_PROBLEM SET:_
[1] From the Ramaswami profile, extract the stretch from "This mindset has" through "represents as well." word for word.
[2] Answer these questions using the Ramaswami profile:
(a) From what grade did Ramaswami work in a variety of programming languages?
(b) Which county's diverse populations does the profile mention?
(c) In what field did Ramaswami work for the federal government?

_DOCUMENT TEXT:_
►
This mindset has allowed Ramaswami to break the stereotype of “self-serving” politicians and create a platform of truly impactful change centered around advocating for all interests with integrity. It also allows him to see and acknowledge a variety of perspectives and beliefs, which has helped in appreciating and truly deepening one’s understanding of the diverse populations here in Forsyth County. Overall, this strong worldview and sense of personal character has enabled Ramaswami to serve not just as a solid candidate, but act as an inspiration and role model for those he represents as well.

Another major talking point with respect to Ashwin Ramaswami’s campaign story is his academic qualifications, as he comes from an unorthodox set of disciplines but has found a way to leverage them to best serve and represent his people. He originally started out in computer science, gaining an interest in coding and working in a variety of programming languages from fourth grade. His quest for learning and understanding the world continued through his high school and college years, but there was one moment in particular that truly drew his attention to politics and the public sphere.

“It was really in high school when I saw the news about Donald Trump winning when I was like, ‘Wow, there’s a lot of things wrong in the world, but there are ways we can make things better and fix it,’” Ramaswami explained.

Former President Trump’s controversial yet successful campaign in 2016, followed by the ensuing election interference scandal just four years later, were just two cornerstones in an era of attack on American democracy and the electoral process. Ramaswami has vivid recollections of being on the front lines of this event, as he worked in cybersecurity for the federal government and was responsible for handling election security during the 2020 episode.

“One day, I got an email that our boss was fired by President Trump because he made a statement that the 2020 election was the most secure in American history,” Ramaswami recounted. “I just realized that we were in a historical moment there, with me and the people around us just trying to do our jobs and secure the elections while weathering off the storm of politicians trying to undermine the work we were doing.”
◄
_MATERIAL SUPPLIED:_
►
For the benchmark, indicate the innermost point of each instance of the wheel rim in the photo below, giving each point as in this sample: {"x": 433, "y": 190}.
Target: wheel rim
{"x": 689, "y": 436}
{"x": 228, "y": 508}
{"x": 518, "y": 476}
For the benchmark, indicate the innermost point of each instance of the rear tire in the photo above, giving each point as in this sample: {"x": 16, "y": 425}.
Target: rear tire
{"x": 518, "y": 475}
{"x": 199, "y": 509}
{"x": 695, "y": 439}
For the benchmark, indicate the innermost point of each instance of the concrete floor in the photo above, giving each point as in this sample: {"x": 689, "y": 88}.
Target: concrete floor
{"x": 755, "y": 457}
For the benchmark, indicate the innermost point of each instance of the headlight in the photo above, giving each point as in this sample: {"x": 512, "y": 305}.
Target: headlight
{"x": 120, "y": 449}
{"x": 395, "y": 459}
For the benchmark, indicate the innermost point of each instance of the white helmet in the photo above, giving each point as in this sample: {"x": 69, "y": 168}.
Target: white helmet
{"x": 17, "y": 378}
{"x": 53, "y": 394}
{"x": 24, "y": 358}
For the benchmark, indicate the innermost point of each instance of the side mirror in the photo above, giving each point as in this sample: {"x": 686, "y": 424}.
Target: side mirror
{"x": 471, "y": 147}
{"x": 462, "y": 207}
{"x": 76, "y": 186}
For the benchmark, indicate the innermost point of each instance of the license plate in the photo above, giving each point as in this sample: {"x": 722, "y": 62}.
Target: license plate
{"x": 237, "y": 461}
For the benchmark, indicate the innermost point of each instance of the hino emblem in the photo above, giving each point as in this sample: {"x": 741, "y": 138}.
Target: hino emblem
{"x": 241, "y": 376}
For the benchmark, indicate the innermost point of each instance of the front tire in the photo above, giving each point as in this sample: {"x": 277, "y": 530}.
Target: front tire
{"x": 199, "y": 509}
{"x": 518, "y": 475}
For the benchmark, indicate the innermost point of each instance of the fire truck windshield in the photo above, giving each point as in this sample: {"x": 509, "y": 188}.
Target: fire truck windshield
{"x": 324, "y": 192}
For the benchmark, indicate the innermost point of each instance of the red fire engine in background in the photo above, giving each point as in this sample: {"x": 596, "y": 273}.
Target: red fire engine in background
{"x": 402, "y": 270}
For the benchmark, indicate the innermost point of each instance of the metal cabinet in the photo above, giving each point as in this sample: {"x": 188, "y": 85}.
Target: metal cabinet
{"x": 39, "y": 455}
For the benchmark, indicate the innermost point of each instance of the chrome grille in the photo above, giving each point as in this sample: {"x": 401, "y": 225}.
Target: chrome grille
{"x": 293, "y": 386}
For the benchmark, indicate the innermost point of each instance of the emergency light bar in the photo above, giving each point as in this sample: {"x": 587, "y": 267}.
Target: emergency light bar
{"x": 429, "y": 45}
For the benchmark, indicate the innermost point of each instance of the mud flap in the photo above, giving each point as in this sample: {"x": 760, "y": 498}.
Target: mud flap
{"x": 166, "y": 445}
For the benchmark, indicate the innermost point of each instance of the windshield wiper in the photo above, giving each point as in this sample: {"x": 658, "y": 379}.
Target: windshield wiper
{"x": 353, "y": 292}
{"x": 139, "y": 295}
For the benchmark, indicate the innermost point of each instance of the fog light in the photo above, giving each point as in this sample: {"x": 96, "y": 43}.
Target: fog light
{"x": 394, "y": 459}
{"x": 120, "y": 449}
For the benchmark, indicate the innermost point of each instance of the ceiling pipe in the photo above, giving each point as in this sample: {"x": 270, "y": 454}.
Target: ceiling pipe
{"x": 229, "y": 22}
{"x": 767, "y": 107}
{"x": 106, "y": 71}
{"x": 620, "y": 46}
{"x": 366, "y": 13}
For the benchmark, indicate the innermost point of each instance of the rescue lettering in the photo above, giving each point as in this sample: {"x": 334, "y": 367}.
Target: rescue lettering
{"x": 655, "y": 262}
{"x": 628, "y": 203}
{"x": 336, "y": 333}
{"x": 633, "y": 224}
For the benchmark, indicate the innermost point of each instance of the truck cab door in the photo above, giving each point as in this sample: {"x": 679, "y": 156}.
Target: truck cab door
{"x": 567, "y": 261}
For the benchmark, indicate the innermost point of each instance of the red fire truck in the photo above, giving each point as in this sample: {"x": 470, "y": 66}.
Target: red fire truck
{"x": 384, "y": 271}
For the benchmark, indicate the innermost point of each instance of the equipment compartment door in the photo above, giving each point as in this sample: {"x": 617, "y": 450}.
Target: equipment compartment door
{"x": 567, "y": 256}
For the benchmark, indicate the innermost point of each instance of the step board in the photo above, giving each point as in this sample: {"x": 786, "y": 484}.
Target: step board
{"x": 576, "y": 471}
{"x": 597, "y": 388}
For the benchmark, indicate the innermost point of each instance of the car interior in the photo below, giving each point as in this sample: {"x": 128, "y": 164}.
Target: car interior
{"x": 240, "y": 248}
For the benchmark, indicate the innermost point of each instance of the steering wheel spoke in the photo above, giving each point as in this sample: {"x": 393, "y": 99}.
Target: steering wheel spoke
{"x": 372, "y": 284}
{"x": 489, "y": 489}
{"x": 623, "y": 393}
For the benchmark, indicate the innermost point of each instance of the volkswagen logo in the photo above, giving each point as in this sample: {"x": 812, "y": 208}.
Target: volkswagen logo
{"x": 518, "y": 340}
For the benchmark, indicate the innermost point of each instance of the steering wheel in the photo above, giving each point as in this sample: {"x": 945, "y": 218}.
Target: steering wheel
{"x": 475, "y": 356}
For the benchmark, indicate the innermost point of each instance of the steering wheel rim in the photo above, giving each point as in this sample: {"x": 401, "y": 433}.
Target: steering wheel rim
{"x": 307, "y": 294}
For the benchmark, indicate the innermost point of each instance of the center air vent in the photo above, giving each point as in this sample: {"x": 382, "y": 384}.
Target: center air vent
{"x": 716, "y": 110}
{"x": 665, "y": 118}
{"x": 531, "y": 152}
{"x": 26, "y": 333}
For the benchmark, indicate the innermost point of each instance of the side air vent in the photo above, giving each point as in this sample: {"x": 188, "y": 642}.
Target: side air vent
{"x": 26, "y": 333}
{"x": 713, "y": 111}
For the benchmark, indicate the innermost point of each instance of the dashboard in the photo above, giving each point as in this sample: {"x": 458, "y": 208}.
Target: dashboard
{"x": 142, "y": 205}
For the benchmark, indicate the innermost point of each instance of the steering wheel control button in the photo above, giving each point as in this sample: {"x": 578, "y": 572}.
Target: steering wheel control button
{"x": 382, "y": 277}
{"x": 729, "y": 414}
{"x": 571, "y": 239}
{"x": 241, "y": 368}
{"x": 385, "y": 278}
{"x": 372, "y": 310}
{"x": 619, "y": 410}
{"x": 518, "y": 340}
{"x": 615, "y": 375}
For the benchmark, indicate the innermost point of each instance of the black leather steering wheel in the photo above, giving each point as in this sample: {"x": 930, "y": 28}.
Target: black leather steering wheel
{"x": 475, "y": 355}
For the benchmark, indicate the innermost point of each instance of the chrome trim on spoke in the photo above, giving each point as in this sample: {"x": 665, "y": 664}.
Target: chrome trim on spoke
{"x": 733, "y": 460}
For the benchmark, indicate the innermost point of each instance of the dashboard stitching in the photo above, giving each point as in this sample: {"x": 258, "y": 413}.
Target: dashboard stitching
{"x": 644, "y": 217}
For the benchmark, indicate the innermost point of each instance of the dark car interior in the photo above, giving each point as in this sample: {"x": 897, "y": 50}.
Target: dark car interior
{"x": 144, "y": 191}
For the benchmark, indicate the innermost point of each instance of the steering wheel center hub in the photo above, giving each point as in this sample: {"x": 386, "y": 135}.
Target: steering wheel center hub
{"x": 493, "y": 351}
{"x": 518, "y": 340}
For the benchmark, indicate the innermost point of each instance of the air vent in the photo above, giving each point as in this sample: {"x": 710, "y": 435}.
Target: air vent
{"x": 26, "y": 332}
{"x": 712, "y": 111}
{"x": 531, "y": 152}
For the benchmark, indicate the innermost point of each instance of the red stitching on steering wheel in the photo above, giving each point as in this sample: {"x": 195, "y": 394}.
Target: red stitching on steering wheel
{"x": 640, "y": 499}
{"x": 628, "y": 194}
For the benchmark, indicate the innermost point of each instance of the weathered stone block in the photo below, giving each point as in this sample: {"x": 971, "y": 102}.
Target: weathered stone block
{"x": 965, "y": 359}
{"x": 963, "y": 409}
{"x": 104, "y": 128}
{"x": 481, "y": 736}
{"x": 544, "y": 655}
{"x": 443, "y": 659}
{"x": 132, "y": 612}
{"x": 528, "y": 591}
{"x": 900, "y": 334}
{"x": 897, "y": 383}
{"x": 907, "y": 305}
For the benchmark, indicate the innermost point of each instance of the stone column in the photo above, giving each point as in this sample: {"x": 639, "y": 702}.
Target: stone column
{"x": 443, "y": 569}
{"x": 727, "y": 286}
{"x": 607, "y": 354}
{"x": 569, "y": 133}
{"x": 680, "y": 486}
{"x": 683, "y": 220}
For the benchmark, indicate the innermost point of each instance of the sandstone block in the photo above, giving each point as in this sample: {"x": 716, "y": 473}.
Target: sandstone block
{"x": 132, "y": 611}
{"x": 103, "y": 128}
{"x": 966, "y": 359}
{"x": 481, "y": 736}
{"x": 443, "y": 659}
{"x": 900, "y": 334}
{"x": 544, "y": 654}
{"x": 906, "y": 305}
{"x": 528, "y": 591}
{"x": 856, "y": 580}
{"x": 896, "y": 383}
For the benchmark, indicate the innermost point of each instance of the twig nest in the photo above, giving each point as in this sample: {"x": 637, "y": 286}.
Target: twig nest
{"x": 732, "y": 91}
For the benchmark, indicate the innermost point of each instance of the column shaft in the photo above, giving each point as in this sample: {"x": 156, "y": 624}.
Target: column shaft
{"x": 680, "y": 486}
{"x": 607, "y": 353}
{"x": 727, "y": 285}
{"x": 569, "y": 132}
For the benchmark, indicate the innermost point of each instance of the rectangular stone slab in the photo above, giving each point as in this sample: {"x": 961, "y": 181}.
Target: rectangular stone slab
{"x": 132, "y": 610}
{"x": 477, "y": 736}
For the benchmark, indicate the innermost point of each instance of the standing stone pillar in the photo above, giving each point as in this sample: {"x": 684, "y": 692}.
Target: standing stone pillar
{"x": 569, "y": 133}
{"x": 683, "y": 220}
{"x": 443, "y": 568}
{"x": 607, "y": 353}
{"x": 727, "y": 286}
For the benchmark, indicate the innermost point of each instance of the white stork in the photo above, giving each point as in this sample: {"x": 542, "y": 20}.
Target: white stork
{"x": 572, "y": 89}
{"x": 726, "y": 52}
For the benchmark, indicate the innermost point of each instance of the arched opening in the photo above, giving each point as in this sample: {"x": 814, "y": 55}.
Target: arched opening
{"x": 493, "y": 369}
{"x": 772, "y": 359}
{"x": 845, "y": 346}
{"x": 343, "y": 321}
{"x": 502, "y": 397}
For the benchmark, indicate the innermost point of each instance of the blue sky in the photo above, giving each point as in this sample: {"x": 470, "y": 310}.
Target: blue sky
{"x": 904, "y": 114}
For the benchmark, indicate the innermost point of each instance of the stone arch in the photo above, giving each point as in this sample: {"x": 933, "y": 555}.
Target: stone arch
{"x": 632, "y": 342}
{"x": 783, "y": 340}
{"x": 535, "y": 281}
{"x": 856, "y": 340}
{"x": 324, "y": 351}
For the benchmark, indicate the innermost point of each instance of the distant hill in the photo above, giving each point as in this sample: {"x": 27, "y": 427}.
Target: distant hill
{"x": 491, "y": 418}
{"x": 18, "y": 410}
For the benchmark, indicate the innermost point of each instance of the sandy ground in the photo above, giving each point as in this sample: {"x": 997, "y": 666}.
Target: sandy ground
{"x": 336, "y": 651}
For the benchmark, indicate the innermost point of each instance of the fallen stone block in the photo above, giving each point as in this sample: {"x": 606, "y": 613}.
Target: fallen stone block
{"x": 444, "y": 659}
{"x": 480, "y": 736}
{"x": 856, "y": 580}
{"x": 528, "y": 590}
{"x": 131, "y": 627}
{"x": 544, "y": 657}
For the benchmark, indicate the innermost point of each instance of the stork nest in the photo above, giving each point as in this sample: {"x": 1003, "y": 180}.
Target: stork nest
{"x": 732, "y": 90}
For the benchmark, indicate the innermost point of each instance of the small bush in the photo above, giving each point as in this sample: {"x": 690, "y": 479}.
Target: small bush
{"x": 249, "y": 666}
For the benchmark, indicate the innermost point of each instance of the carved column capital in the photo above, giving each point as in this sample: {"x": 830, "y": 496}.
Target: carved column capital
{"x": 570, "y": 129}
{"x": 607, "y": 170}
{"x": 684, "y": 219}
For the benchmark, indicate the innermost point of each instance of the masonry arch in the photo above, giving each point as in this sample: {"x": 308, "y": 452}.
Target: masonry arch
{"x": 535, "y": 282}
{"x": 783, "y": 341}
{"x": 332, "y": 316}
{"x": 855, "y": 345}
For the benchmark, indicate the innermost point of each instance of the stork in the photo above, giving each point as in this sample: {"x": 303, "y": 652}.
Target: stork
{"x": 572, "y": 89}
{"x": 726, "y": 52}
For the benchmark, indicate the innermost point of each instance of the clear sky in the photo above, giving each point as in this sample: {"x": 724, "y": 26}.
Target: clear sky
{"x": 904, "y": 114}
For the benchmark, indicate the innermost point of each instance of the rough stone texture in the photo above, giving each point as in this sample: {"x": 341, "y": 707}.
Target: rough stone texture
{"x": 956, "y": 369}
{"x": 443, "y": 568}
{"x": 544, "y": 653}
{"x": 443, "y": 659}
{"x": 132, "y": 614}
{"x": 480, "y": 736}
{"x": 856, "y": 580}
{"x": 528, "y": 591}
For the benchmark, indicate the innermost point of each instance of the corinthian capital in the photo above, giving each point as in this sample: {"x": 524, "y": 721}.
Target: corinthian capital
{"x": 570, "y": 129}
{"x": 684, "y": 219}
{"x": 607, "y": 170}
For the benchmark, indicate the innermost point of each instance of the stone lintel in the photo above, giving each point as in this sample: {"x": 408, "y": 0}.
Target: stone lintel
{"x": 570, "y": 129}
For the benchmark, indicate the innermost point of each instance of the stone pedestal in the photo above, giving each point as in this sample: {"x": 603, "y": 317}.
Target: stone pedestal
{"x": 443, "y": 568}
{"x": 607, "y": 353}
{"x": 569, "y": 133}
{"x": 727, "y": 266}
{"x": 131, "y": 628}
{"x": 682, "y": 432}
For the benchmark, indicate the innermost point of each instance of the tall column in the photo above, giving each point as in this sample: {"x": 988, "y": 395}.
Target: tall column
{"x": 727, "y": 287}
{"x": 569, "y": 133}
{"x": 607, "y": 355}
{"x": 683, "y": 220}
◄
_ANSWERS BY TASK:_
[1]
This mindset has allowed Ramaswami to break the stereotype of “self-serving” politicians and create a platform of truly impactful change centered around advocating for all interests with integrity. It also allows him to see and acknowledge a variety of perspectives and beliefs, which has helped in appreciating and truly deepening one’s understanding of the diverse populations here in Forsyth County. Overall, this strong worldview and sense of personal character has enabled Ramaswami to serve not just as a solid candidate, but act as an inspiration and role model for those he represents as well.

[2]
(a) Fourth grade
(b) Forsyth County
(c) Cybersecurity